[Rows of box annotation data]
▼▼▼

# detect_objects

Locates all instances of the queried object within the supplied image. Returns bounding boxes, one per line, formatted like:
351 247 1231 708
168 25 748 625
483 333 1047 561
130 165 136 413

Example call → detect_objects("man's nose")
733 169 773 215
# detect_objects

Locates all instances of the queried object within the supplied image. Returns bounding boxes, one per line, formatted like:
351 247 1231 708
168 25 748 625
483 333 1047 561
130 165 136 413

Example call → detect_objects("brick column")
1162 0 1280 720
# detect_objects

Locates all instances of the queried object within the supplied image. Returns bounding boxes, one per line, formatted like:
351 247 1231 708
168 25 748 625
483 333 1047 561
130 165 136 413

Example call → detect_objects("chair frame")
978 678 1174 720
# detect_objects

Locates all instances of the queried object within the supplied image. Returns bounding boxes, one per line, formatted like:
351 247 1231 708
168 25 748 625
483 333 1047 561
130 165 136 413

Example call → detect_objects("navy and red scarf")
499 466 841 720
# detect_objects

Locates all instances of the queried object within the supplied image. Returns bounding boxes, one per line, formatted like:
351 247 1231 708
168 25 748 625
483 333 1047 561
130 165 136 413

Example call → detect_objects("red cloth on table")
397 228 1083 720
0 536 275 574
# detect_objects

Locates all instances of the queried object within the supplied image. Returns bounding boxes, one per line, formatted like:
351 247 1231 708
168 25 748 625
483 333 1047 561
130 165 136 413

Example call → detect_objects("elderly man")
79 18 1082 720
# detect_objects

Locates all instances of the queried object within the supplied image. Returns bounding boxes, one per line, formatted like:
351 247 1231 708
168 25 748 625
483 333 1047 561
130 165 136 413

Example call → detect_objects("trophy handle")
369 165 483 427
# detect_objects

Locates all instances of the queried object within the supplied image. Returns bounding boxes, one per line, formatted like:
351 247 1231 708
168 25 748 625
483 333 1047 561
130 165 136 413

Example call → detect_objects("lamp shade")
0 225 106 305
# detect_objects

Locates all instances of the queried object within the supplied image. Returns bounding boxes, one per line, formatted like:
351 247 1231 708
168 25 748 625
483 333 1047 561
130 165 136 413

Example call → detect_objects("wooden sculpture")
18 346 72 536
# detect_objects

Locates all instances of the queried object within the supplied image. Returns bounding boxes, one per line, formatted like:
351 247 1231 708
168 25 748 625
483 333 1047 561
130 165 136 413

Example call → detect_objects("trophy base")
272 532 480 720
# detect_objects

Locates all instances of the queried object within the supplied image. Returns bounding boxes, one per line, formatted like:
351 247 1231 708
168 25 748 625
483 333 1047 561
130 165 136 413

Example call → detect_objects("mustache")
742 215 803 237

▲▲▲

## Goal
Reproduce the records from their start up to and including the line with "733 169 773 215", requests included, and shift every bounding box coordinate in the answers by adding 90.

## Worked solution
# detect_objects

Locates all instances of the queried object within the supplied image. Returns bounding boxes, one per line, formatted like:
351 247 1231 708
168 25 748 625
483 333 1047 561
130 165 136 413

Example call → detect_objects("man's nose")
823 259 863 305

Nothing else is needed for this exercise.